┌─ PROVIDED INFORMATION

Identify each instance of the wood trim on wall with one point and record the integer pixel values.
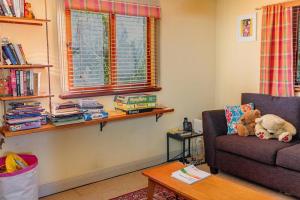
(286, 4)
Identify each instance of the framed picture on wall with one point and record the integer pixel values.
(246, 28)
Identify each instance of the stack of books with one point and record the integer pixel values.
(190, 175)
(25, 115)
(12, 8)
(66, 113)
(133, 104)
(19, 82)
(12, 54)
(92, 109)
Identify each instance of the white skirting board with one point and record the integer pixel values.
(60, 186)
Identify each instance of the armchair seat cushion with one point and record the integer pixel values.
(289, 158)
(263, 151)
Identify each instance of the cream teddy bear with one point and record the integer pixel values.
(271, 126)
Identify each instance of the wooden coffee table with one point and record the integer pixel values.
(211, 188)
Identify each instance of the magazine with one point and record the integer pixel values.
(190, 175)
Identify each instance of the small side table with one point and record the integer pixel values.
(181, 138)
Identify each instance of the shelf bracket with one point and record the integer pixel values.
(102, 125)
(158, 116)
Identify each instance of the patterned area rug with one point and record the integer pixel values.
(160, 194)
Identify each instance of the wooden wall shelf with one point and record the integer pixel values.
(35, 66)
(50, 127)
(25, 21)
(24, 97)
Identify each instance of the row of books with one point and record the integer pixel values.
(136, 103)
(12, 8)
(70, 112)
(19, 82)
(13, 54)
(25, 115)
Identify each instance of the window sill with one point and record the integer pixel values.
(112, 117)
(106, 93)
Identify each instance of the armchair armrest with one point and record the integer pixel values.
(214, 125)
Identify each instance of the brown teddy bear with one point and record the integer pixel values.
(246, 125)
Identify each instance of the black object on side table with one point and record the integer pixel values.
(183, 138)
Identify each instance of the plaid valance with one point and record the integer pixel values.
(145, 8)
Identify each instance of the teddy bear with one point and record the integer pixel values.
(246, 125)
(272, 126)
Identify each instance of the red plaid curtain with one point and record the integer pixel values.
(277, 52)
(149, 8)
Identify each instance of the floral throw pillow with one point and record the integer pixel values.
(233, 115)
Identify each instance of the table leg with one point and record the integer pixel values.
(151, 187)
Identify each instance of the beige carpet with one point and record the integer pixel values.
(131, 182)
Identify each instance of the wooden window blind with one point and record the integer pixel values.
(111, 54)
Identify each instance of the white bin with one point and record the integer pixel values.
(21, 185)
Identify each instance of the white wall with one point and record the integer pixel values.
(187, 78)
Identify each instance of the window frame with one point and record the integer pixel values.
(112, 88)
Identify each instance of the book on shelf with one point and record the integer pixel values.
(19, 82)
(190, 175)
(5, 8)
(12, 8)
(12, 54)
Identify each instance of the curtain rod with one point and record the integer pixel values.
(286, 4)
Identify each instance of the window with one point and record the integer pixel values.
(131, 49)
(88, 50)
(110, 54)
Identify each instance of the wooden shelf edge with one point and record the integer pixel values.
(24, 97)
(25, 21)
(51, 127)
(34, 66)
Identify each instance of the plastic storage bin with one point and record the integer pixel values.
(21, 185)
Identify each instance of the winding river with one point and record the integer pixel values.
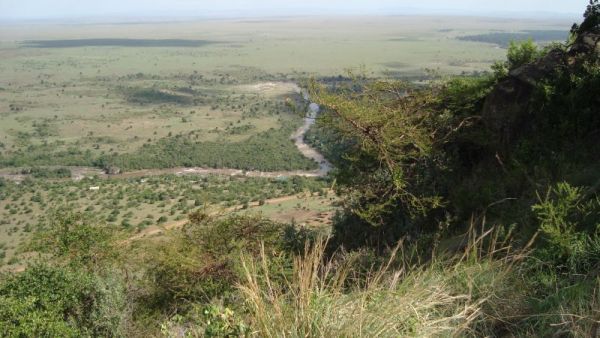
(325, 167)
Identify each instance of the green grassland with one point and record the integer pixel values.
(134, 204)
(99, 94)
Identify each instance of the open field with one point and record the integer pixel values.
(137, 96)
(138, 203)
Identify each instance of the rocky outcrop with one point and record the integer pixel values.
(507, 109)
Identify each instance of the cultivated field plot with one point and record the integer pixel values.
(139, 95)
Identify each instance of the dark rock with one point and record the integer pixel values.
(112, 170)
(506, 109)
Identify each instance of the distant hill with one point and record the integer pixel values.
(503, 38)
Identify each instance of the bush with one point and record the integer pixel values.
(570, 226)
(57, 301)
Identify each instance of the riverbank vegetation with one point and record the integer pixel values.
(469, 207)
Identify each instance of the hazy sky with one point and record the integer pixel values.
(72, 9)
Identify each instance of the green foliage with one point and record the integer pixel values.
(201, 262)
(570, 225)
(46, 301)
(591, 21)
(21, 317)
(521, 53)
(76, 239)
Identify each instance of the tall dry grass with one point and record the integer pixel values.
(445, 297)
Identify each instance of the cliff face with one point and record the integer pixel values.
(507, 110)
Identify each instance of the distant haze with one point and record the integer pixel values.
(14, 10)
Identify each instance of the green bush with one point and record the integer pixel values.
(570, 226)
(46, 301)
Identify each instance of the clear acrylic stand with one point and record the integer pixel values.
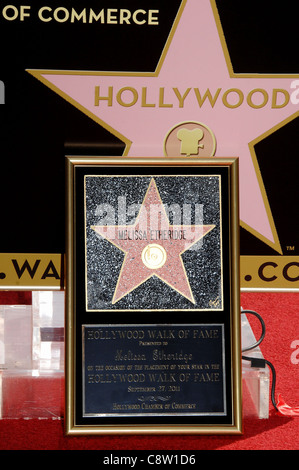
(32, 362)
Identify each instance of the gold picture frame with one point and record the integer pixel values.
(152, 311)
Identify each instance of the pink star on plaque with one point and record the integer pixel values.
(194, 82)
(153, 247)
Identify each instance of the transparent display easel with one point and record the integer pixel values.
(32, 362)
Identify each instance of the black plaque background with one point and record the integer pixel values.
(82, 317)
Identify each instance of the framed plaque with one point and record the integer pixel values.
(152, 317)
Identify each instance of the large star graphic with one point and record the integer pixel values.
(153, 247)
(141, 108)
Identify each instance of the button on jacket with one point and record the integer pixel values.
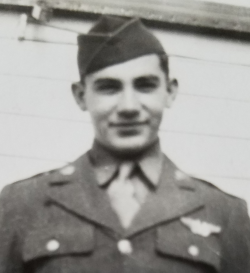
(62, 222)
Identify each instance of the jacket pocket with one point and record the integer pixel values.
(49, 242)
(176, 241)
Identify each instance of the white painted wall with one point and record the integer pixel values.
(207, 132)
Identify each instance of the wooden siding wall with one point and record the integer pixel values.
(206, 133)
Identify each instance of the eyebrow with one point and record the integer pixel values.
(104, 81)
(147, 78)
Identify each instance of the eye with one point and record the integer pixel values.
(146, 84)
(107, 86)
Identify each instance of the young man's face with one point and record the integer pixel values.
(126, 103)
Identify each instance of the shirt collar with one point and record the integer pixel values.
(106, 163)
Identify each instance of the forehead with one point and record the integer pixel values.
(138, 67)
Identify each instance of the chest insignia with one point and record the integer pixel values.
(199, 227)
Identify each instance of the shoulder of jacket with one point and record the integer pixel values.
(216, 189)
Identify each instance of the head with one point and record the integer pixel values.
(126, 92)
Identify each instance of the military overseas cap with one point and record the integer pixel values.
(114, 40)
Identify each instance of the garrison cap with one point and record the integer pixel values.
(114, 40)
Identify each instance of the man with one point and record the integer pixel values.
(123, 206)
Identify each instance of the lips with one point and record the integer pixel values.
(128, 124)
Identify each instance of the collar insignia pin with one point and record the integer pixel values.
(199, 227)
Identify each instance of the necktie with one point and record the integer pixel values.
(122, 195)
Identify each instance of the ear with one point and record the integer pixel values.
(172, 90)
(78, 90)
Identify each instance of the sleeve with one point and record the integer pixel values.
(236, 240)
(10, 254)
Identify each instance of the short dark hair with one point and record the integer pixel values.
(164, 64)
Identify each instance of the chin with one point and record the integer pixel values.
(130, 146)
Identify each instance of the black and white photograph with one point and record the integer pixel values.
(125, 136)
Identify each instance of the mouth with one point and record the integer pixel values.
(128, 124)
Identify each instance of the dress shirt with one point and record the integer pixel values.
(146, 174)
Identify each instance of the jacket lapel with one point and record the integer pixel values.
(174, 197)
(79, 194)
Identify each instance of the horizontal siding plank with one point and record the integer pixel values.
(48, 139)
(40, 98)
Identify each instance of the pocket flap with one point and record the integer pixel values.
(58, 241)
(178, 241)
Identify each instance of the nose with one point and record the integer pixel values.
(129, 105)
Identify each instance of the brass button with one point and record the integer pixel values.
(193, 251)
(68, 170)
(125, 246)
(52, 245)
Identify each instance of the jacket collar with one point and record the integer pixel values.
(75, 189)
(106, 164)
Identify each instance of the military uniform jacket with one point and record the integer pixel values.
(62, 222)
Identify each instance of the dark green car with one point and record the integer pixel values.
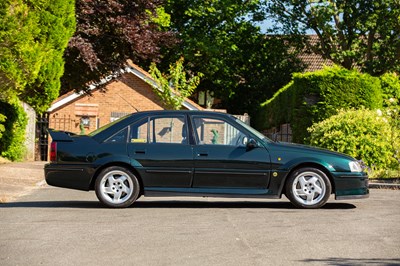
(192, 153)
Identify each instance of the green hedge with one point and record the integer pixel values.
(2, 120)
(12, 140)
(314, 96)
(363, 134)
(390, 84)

└─

_WHAT THE EXERCISE ASKS_
Any pictures should be dropped; transcribe the rest of the records above exactly.

_EXERCISE RESPONSE_
Identify each instance of the wood trim on wall with one point and record the integer pixel values.
(286, 4)
Identify each instance of the framed picture on wall with one point and record the integer pixel values.
(246, 28)
Identify each instance of the stack of books with one point and record the integer pixel values.
(190, 175)
(25, 115)
(12, 8)
(66, 113)
(133, 104)
(19, 82)
(12, 54)
(92, 109)
Identify each instance of the white skirting board with one point and record the integer pixel values.
(60, 186)
Identify each instance of the armchair seat cushion with one point and record the integer pixel values.
(289, 158)
(263, 151)
Identify each instance of the cream teddy bear with one point and record the integer pixel values.
(271, 126)
Identify each instance of the wooden coffee table with one point and record the integer pixel values.
(211, 188)
Identify each instance of the magazine with one point and record the integer pixel values.
(190, 175)
Identify each instance of the small side table with one point and record the integer pixel values.
(181, 138)
Identify each instance of the shelf bracket with one point and record the integer pixel values.
(102, 125)
(158, 116)
Identify each instance of the patterned area rug with one point and record the integer pixel values.
(160, 194)
Identify each instance of the wooden wall shelf with one point and record the integer pixel values.
(35, 66)
(50, 127)
(25, 21)
(24, 97)
Identify each instance of the row of books with one point and record the integer pixel values.
(136, 103)
(12, 8)
(70, 112)
(19, 82)
(13, 54)
(25, 115)
Identify each instance of the window sill with one point and record the integer pixel values.
(112, 117)
(106, 93)
Identify each instance of the armchair armrest with one point and record the integer pixel values.
(214, 125)
Identify each instance of the brown teddy bear with one point and record the integer pixel values.
(246, 125)
Identify each instance of the black object on side table with one point and record the integer pixel values.
(183, 138)
Identify each instance of the plaid valance with one point and record the integer pixel values.
(145, 8)
Identify each instance of the teddy bear with one point and record the integer pixel values.
(246, 125)
(272, 126)
Identify each instance of the red plaid curtain with one point and record the integer pixel values.
(277, 52)
(149, 8)
Identify each instance of the floral throw pillow with one point and record the integer pixel values.
(233, 115)
Identify each instance of the table leg with one point and record the integer pixel values.
(151, 187)
Identify each instance of the beige carpet with one point and record the integer pixel values.
(131, 182)
Identify each instance of the wooden window blind with one point and record the integer pixel values.
(111, 54)
Identify each instance of the white bin with one point and record the integer pixel values.
(21, 185)
Identify each instance of the white wall with one point and record the integer pixel values.
(187, 78)
Identify each instance of the window frame with one point and record the integer pixel values.
(112, 88)
Identify each instance of the book on shelf with one point and record the integer pixel values.
(19, 82)
(190, 175)
(5, 8)
(12, 8)
(12, 54)
Identify each instance of the curtain rod with one point and record the integer pixel values.
(286, 4)
Identify each instance of the window with one point and record the integer pixel values.
(131, 49)
(88, 50)
(110, 54)
Identify each instance of the wooden shelf edge with one point and record the integer pixel values.
(24, 97)
(25, 21)
(51, 127)
(34, 66)
Identify each instance of the plastic storage bin with one point and record the integer pixel values.
(21, 185)
Identify each instance of the winding river with one point and record the integer pixel values.
(325, 167)
Identify each instance of the green grassland with one point and record the integer pixel values.
(134, 204)
(99, 94)
Identify each instance of the open field with one point and record the integer pixel values.
(137, 96)
(138, 203)
Identify each instance of the rocky outcrop with one point and record the integer pixel values.
(507, 109)
Identify each instance of the cultivated field plot with one point and record the integer pixel values.
(139, 95)
Identify each instance of the dark rock with one point and record the integer pixel values.
(112, 170)
(506, 109)
Identify each instance of the distant hill with one point and record the integer pixel values.
(503, 38)
Identify each instance of the bush with one point and record the integer pixel values.
(570, 226)
(57, 301)
Identify each instance of the riverbank vegetation with one point and record the integer pixel values.
(469, 207)
Identify each instance of the hazy sky with one point and record the integer pixel values.
(72, 9)
Identify each instance of the green foliage with one point and record the integer pixel values.
(201, 262)
(570, 225)
(46, 301)
(591, 21)
(21, 317)
(521, 53)
(76, 239)
Identify each instance of the tall dry grass with one point and record the integer pixel values.
(445, 297)
Identify each instance of the cliff face with one point and record the integer pixel values.
(507, 110)
Identify each instance of the distant haze with one point and record the integer pixel values.
(14, 10)
Identify each instance of the green bush with one point and record the integer pixel values.
(570, 226)
(46, 301)
Identify each instance of the clear acrylic stand with one point and record the integer pixel values.
(32, 362)
Identify each instance of the gold picture frame with one point and record the integer pixel values.
(152, 311)
Identify each instance of the pink star on plaque with one point and record the integer pixel values.
(194, 82)
(153, 247)
Identify each instance of the transparent display easel with one point and record the integer pixel values.
(32, 362)
Identify each instance of the black plaque background with one point and record the integer pixel values.
(82, 317)
Identify each instance of the framed plaque with one point and record the integer pixel values.
(152, 317)
Identify each instance of the large star graphic with one point and record the integer pixel values.
(153, 247)
(141, 108)
Identify each instance of the button on jacket with one point and record the integer pixel values.
(62, 222)
Identify each instance of the jacket pocket with one point and record the integer pixel values.
(49, 242)
(176, 241)
Identify each instance of the white painted wall with one point and record the integer pixel values.
(207, 132)
Identify each instance of the wooden siding wall with one point and record the integer pixel values.
(206, 133)
Identify each instance of the eyebrow with one point and record the integer pixel values.
(104, 81)
(147, 78)
Identify each instance of the eye with one point and record the integer pixel values.
(146, 84)
(107, 86)
Identify each instance of the young man's face with one point and record the integer pixel values.
(126, 103)
Identify each instance of the shirt collar with one point and record the integer pixel values.
(106, 163)
Identify each instance of the forehead with one point and record the integer pixel values.
(138, 67)
Identify each instance of the chest insignia with one point and record the integer pixel values.
(199, 227)
Identify each instance of the shoulder of jacket with one point and record the integer pixel values.
(216, 189)
Identify each instance of the head with one point and record the integer pixel values.
(126, 92)
Identify each instance of the military overseas cap with one point and record the integer pixel values.
(114, 40)
Identify each instance of the garrison cap with one point and record the integer pixel values.
(114, 40)
Identify each instance of the man with one point and record the integer pixel values.
(123, 206)
Identify each instance of the lips with one point and record the integer pixel values.
(128, 124)
Identify each instance of the collar insignia pin with one point and record the integer pixel values.
(199, 227)
Identify each instance of the necktie with one point and record the integer pixel values.
(122, 195)
Identify each instance of the ear with one point and record the integer pixel values.
(172, 90)
(78, 90)
Identify each instance of the sleeve with one point and record the integer pixel values.
(236, 240)
(10, 254)
Identify each instance of the short dark hair with one point and record the integer pixel values.
(164, 64)
Identify each instance of the chin with one point and record the integer pixel values.
(130, 146)
Identify each instance of the black and white photograph with one point and record the integer pixel values.
(125, 136)
Identify each instance of the mouth with one point and record the integer pixel values.
(128, 124)
Identify each instance of the dress shirt with one point and record the integer pixel values.
(146, 174)
Identify each instance of the jacket lapel with one point and record the integer pixel values.
(174, 197)
(79, 194)
Identify each instance of the horizontal siding plank with one point and record the integer pixel values.
(48, 139)
(40, 98)
Identify each instance of the pocket flap with one point and record the integer pixel values.
(58, 241)
(178, 241)
Identify each instance of the nose with one point and record the integer pixel values.
(129, 105)
Identify each instance of the brass button with one point and record the integer pixel values.
(193, 251)
(68, 170)
(125, 246)
(52, 245)
Identify each instance of the jacket collar with one point and record the integer pixel values.
(75, 189)
(106, 164)
Identify each instance of the military uniform jacket with one point and record the integer pixel values.
(62, 222)
Identify each instance of the dark green car with one point and record the integer pixel values.
(192, 153)
Identify each instance of the green hedge with one point and record the integer pixel values.
(2, 120)
(12, 140)
(314, 96)
(363, 134)
(390, 84)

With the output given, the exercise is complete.